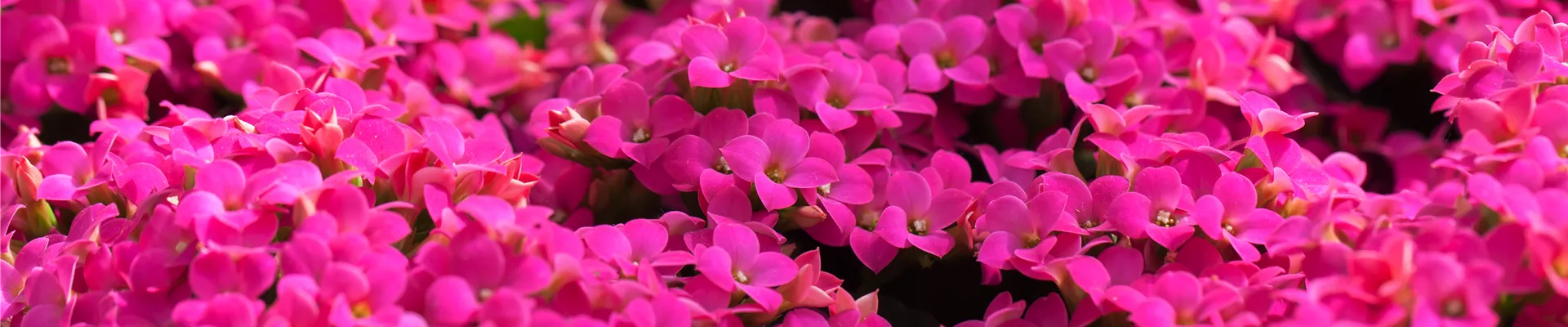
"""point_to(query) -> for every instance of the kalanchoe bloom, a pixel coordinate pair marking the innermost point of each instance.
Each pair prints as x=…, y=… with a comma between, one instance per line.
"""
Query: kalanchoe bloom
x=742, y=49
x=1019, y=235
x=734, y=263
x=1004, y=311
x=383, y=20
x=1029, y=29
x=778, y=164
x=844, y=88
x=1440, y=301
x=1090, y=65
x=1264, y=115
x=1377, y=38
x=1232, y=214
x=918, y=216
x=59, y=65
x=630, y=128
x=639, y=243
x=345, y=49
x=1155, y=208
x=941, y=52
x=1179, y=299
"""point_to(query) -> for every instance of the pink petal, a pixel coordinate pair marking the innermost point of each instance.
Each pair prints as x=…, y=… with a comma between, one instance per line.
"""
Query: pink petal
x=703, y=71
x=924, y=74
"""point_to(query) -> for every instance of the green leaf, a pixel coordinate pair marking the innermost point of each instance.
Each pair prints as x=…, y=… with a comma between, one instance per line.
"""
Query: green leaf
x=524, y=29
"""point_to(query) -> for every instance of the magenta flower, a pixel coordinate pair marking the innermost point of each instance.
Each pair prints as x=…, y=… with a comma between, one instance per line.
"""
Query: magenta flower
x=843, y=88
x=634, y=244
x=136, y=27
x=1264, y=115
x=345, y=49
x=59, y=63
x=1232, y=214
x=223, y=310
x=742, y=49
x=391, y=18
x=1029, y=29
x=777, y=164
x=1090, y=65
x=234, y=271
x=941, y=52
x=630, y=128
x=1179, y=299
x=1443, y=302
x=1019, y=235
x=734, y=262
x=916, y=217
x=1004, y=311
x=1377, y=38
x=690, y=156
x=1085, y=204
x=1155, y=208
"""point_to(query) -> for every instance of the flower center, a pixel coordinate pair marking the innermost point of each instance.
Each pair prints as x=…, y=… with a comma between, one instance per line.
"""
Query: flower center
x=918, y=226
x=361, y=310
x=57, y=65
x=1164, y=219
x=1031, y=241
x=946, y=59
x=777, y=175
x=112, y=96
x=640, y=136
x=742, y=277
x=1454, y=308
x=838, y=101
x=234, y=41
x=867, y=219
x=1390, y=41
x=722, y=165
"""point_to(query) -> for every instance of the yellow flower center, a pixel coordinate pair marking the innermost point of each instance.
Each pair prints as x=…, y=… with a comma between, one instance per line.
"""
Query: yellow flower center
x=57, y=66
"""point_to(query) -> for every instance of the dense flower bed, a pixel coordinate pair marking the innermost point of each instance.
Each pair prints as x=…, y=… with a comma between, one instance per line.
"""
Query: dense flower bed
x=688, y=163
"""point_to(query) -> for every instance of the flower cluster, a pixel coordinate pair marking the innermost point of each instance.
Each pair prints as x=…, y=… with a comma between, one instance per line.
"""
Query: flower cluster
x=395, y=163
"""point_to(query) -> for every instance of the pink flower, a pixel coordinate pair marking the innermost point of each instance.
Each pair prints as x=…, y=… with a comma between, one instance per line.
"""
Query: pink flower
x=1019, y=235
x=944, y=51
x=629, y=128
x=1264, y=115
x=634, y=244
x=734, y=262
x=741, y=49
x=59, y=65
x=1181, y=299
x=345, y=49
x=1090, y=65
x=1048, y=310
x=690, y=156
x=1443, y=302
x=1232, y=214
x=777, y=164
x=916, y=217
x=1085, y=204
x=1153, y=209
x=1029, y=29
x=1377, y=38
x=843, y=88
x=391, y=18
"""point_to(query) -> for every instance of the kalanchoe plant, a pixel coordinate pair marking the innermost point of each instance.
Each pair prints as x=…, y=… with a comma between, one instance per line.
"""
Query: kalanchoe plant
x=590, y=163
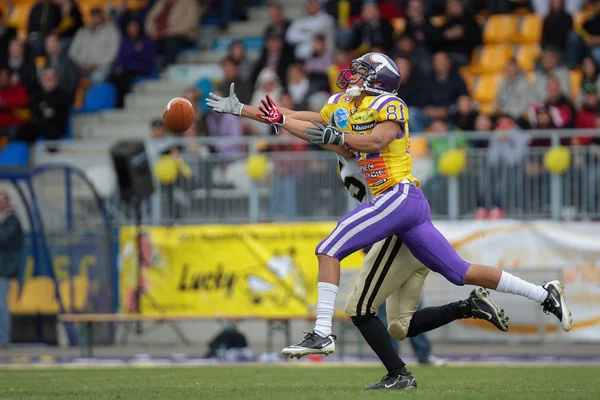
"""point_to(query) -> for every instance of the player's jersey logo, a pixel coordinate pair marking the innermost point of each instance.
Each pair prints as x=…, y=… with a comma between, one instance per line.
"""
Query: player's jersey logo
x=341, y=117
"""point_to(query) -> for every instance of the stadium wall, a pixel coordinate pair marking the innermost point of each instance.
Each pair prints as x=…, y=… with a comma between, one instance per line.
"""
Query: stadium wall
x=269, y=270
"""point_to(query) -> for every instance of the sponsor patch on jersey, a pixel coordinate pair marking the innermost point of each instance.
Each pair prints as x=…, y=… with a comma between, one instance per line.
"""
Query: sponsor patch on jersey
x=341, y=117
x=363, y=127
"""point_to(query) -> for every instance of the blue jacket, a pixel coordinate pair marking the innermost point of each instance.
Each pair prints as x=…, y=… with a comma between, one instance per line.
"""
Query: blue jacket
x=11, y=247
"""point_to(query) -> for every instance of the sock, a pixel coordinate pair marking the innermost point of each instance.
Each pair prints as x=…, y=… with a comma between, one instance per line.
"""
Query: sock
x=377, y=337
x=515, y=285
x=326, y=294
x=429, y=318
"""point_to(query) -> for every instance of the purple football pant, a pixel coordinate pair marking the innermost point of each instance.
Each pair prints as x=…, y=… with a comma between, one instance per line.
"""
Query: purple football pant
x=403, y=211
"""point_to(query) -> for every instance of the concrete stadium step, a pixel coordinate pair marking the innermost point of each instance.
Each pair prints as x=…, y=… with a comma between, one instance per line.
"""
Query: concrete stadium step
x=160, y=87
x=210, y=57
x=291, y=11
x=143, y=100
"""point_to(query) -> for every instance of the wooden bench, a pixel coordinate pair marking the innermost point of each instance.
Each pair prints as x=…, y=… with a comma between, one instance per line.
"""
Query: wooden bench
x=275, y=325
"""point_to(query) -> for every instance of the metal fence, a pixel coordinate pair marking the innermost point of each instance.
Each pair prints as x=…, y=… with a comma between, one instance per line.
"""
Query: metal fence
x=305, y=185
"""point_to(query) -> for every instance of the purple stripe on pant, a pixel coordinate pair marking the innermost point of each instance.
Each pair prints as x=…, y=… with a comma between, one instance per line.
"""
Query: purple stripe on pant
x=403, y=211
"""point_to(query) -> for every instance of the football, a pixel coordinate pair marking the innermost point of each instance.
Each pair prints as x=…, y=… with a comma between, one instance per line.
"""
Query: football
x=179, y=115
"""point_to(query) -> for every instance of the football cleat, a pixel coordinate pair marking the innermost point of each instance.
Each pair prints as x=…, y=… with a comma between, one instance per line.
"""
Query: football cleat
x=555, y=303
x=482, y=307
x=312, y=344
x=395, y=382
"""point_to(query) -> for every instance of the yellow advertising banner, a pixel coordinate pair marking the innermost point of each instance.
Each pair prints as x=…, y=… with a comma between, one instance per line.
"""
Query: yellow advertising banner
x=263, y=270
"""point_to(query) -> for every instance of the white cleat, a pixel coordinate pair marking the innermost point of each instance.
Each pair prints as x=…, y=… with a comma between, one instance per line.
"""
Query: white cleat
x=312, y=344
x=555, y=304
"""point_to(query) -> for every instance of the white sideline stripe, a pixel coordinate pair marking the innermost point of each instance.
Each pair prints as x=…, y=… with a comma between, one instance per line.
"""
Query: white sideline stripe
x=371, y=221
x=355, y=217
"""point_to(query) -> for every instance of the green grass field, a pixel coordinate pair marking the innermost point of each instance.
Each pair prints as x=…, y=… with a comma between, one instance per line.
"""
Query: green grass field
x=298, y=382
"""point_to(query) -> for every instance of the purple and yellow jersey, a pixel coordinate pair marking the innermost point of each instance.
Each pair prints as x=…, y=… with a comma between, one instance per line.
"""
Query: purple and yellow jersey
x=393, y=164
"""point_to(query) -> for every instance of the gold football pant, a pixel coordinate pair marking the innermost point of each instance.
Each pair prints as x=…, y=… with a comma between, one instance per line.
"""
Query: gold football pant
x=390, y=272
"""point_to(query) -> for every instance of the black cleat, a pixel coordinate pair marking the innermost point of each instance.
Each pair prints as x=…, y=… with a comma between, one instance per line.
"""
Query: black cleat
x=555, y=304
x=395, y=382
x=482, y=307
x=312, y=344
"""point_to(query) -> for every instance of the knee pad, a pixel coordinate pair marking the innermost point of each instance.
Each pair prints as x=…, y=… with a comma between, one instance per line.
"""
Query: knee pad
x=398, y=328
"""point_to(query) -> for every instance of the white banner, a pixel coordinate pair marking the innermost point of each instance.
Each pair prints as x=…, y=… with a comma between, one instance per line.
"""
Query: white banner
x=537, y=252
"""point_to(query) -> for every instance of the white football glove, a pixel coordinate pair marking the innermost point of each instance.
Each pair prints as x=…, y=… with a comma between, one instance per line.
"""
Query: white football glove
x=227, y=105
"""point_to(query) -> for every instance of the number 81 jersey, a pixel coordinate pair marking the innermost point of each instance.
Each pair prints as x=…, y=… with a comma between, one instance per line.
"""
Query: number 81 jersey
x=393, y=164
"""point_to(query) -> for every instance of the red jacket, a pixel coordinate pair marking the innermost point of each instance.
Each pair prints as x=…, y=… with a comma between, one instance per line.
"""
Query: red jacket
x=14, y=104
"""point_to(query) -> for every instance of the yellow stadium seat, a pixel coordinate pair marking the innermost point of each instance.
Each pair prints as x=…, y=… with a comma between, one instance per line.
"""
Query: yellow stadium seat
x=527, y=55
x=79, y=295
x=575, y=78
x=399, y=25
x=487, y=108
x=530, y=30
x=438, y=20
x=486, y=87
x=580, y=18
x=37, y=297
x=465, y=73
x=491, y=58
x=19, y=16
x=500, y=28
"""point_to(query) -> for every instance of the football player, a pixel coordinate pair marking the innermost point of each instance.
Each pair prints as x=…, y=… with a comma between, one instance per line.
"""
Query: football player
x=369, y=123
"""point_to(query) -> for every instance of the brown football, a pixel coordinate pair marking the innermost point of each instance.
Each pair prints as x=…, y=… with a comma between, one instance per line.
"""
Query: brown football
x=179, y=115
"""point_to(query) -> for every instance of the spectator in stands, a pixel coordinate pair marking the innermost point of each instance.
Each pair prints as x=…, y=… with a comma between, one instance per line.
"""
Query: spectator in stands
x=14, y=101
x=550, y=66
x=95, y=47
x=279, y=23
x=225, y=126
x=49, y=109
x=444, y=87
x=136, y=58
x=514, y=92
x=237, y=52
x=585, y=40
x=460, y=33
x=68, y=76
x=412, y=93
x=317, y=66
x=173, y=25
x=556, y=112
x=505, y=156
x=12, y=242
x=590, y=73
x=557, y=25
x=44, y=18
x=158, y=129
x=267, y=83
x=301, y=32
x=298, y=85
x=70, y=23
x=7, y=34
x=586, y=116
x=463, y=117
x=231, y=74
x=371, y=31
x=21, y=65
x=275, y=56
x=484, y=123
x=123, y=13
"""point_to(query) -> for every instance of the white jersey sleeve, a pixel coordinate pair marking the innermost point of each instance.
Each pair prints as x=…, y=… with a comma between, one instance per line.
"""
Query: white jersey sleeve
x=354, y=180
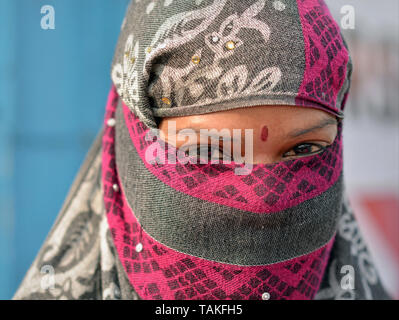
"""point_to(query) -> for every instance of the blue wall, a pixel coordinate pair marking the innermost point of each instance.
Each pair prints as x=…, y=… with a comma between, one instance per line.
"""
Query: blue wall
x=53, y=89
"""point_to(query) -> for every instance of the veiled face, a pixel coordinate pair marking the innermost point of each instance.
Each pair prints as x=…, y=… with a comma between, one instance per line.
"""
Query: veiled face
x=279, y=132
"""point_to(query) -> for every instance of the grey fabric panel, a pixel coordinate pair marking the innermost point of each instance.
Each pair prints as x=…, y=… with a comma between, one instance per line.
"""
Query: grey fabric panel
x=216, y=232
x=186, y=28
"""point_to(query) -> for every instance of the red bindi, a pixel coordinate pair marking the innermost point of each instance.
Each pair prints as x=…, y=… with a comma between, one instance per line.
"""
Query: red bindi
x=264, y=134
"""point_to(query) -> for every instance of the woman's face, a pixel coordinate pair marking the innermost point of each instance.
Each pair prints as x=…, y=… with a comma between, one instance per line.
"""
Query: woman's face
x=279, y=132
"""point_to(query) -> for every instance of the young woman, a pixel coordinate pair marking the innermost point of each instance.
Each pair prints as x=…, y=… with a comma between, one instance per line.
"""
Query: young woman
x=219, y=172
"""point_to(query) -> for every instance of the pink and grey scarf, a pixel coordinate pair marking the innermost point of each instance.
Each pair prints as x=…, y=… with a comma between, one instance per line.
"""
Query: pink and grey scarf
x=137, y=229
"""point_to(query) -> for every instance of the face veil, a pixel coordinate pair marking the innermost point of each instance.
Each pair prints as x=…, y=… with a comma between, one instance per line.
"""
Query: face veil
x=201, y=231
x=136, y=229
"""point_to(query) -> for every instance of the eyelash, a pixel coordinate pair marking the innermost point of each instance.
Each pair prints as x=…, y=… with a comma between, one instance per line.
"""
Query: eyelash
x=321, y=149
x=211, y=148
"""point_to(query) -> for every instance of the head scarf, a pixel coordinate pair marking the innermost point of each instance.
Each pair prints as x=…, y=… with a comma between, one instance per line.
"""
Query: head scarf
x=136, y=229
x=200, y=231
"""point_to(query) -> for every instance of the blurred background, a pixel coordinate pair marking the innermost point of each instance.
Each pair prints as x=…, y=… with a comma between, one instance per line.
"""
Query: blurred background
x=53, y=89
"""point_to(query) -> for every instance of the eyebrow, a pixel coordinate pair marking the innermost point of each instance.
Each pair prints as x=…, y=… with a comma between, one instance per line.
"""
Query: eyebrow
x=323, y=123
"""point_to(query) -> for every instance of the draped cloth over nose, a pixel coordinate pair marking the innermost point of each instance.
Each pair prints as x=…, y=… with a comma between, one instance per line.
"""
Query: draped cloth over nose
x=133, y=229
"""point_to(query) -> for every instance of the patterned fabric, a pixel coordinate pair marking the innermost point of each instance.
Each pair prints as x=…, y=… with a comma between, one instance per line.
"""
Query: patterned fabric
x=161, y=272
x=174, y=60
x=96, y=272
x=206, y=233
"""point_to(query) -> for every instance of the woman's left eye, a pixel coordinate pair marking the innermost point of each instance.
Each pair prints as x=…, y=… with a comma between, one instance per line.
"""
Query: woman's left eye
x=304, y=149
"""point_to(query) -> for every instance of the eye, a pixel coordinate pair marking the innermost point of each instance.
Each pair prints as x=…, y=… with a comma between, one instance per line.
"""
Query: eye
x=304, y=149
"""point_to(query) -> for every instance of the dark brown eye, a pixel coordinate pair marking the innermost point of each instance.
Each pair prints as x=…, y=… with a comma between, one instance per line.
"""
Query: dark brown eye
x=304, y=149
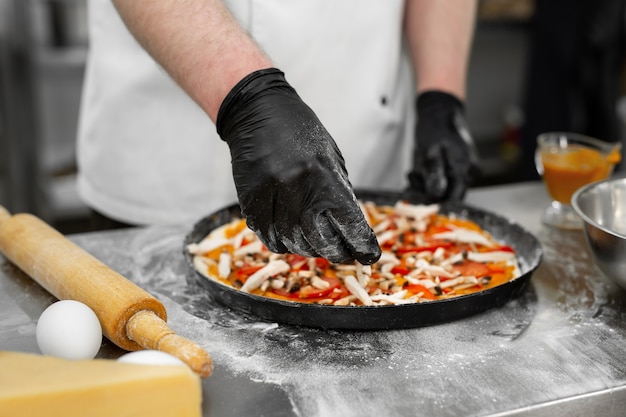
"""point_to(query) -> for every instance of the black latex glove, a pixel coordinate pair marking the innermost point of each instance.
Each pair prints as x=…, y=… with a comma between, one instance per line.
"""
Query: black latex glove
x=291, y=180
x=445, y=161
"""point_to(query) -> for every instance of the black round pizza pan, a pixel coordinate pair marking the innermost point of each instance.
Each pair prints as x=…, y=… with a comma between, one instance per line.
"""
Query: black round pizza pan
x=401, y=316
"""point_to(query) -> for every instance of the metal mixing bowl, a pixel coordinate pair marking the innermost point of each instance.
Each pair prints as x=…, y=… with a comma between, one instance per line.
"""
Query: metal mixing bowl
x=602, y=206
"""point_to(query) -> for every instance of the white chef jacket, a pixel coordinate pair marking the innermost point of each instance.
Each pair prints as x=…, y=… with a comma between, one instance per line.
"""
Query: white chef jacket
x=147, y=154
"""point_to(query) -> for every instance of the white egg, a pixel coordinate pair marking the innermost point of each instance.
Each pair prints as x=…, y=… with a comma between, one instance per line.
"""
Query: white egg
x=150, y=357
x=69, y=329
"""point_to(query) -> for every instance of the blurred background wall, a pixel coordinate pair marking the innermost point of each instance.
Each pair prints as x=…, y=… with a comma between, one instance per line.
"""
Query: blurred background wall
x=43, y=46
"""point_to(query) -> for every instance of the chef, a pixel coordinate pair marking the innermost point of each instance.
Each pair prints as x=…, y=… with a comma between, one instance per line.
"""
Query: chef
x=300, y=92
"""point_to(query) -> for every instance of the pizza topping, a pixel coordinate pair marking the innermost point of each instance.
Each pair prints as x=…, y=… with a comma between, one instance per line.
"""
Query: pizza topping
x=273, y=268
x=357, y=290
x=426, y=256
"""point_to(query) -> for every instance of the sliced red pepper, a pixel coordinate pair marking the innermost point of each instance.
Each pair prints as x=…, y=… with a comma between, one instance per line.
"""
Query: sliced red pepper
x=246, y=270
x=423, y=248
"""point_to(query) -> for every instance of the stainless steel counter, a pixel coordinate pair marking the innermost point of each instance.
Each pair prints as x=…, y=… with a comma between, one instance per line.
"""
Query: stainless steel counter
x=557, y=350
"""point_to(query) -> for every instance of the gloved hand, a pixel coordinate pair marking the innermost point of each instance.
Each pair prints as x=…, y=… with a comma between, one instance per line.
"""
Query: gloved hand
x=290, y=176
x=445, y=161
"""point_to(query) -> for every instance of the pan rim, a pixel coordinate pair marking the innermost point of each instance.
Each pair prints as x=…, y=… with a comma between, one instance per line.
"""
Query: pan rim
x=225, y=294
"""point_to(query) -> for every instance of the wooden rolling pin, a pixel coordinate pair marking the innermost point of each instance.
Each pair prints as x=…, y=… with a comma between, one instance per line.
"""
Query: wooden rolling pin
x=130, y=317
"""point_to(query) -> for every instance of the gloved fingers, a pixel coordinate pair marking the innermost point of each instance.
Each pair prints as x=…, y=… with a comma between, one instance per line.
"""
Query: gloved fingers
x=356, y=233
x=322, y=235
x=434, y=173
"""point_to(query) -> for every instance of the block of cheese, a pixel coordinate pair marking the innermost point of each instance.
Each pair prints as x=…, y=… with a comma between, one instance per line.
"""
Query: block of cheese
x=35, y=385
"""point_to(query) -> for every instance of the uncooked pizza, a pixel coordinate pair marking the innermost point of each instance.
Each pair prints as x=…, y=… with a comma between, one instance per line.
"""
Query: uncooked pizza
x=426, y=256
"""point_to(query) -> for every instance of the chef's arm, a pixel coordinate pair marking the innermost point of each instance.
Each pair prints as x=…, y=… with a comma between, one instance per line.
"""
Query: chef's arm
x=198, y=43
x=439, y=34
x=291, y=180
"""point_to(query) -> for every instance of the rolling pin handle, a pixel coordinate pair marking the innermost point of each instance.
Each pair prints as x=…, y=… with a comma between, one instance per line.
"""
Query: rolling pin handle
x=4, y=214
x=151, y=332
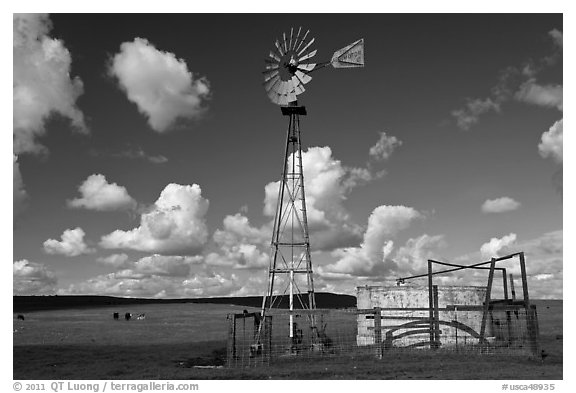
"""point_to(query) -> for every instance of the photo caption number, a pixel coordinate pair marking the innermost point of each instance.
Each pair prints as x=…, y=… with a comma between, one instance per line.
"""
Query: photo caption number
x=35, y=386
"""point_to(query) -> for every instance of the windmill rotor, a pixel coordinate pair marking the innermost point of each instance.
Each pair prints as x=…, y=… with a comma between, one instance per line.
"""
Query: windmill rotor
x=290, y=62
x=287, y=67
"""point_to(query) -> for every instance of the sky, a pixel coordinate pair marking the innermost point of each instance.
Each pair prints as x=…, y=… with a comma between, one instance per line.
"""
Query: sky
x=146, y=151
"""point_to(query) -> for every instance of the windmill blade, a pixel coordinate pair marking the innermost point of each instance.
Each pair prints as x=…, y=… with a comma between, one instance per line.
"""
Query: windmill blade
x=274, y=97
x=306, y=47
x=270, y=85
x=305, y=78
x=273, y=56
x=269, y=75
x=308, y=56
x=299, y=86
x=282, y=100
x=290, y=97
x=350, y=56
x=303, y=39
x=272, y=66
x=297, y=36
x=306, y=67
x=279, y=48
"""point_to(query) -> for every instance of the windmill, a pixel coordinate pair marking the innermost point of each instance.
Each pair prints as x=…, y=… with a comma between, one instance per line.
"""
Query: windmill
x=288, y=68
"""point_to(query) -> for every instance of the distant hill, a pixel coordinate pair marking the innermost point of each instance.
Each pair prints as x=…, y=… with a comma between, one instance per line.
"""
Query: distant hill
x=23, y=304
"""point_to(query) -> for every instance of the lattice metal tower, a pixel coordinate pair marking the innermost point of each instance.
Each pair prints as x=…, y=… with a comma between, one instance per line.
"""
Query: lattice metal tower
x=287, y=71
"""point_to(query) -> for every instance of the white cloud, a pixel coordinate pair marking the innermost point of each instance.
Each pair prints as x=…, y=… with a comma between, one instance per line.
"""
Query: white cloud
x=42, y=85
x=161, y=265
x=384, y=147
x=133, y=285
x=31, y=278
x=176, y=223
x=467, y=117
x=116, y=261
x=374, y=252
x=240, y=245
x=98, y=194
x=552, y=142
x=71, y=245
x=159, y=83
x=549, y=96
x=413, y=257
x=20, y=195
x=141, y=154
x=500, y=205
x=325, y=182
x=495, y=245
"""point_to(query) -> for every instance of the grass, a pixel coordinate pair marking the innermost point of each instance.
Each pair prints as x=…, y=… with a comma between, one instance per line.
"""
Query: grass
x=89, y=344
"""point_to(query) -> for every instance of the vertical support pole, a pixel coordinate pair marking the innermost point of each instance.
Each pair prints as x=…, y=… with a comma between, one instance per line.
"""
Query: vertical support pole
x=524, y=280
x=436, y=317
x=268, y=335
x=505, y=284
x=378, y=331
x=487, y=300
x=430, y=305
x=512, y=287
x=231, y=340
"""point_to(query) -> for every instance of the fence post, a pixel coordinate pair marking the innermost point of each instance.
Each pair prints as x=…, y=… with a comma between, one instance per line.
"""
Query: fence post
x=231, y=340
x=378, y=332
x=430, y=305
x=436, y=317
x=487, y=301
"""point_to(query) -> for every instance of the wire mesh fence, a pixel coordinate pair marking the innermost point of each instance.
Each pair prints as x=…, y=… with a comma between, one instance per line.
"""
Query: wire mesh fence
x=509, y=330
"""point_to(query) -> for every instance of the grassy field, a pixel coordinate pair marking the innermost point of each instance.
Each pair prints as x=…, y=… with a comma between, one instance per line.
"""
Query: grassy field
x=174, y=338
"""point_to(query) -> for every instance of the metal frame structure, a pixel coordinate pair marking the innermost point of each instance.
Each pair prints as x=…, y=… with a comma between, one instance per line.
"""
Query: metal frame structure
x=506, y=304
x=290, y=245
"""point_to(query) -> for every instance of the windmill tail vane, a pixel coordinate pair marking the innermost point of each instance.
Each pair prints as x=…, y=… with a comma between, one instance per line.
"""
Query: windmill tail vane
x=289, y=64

********

**Objective:** Your task is to write out the lines from the one with "of the fence" through the end of the records, exactly and with nothing added.

**Correct output:**
"""point_to(query) -> for every instance of the fence post, a pixel coordinate pair marking the innermost point of each instance.
Each pair prints as x=…, y=… with a comma between, one instance per line.
"""
Query: fence post
x=231, y=340
x=378, y=332
x=430, y=305
x=436, y=317
x=487, y=301
"""point_to(query) -> for every instance of the wire mesh fence, a pixel coordinate pair marking the innermost point of each instance.
Each pair prints as x=…, y=… with a comma between, one instance per line.
"""
Query: wire mesh fence
x=509, y=330
"""point_to(query) -> for every instance of the grassy field, a pixel coordinate pair marking the innermost point of each instance.
Each pair prints as x=…, y=… with a comma between, one instance per line.
"""
Query: grassy field
x=174, y=338
"""point_to(query) -> for every instance of the metal frame structure, a pixel coordinate pair marking the innermost point of each instance.
Each pair prints as x=…, y=… with a comma between, one instance per line.
"""
Query: metal frame structure
x=506, y=304
x=290, y=245
"""point_to(query) -> for every instance of the windmill tail vane, a pixel coordinate pair marking the innermost point of each instance.
Each pair prints as x=…, y=… with a comma between, one instance per line.
"""
Query: windmill tail vane
x=289, y=64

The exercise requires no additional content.